# [RECORDS FOR THIS TASK]
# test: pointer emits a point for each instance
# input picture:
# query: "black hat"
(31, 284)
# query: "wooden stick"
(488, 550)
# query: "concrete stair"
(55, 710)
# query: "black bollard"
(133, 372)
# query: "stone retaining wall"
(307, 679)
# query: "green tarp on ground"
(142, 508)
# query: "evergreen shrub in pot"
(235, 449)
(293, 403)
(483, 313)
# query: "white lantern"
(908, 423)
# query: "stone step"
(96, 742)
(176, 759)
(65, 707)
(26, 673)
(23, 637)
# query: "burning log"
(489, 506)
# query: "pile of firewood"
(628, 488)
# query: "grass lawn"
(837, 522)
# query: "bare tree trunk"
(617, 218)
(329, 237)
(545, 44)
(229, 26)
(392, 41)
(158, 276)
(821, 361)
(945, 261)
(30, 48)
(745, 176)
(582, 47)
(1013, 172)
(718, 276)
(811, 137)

==

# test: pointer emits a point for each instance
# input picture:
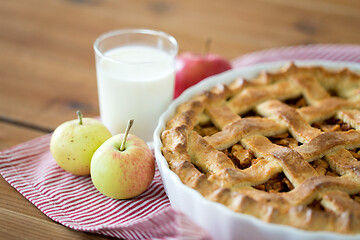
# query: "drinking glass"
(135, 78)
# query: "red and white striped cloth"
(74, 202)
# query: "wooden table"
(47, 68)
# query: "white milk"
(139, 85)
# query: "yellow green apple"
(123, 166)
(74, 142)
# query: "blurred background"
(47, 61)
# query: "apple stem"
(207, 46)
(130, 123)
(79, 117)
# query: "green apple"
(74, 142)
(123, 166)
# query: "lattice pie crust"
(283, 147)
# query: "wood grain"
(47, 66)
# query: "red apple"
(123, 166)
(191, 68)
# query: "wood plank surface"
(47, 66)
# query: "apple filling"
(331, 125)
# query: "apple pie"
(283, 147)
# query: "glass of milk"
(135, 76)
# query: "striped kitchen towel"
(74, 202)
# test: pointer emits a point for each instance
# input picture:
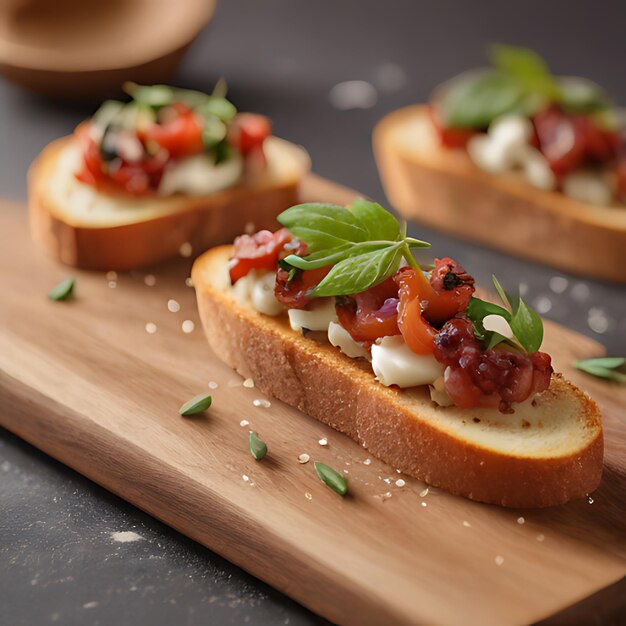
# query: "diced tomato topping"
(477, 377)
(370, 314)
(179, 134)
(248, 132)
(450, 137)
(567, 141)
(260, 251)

==

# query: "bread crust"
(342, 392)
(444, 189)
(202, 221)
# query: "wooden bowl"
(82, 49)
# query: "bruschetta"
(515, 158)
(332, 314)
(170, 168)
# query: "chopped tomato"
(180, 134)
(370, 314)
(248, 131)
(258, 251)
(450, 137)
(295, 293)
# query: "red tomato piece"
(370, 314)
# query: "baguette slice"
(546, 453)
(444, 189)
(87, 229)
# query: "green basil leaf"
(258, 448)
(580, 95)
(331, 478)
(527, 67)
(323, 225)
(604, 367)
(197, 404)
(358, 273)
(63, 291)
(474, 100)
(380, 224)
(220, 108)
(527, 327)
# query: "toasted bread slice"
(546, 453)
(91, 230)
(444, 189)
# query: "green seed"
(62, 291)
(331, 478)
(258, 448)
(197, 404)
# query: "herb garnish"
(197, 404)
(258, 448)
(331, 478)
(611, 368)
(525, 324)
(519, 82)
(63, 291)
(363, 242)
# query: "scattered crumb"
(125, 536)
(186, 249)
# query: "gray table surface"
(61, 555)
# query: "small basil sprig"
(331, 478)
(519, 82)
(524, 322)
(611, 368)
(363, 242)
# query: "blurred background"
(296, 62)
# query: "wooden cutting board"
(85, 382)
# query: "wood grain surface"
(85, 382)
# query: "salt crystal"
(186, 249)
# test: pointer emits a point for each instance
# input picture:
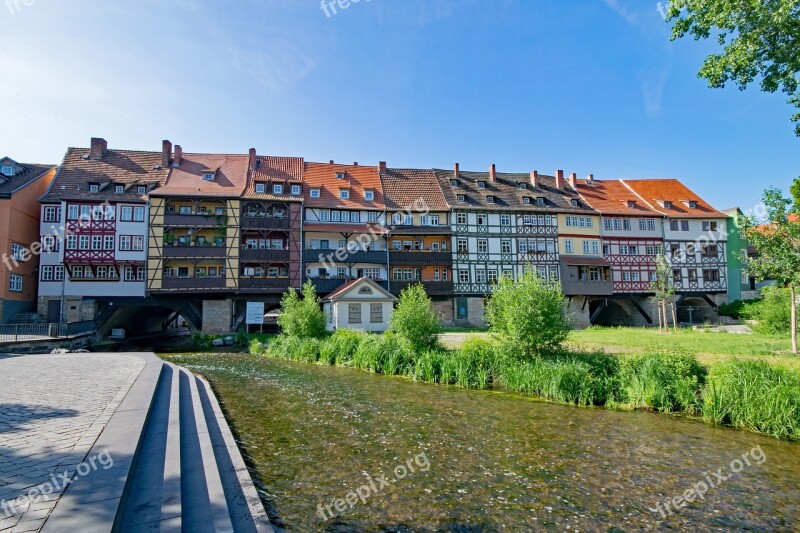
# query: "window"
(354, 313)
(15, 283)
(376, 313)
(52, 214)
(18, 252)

# [AIM OF THE EXERCISE]
Please gather every line in the three blocks above that contains the string "crust", matching case exactly.

# [EXPECTED ANSWER]
# query: "lattice pie crust"
# query: "bread crust"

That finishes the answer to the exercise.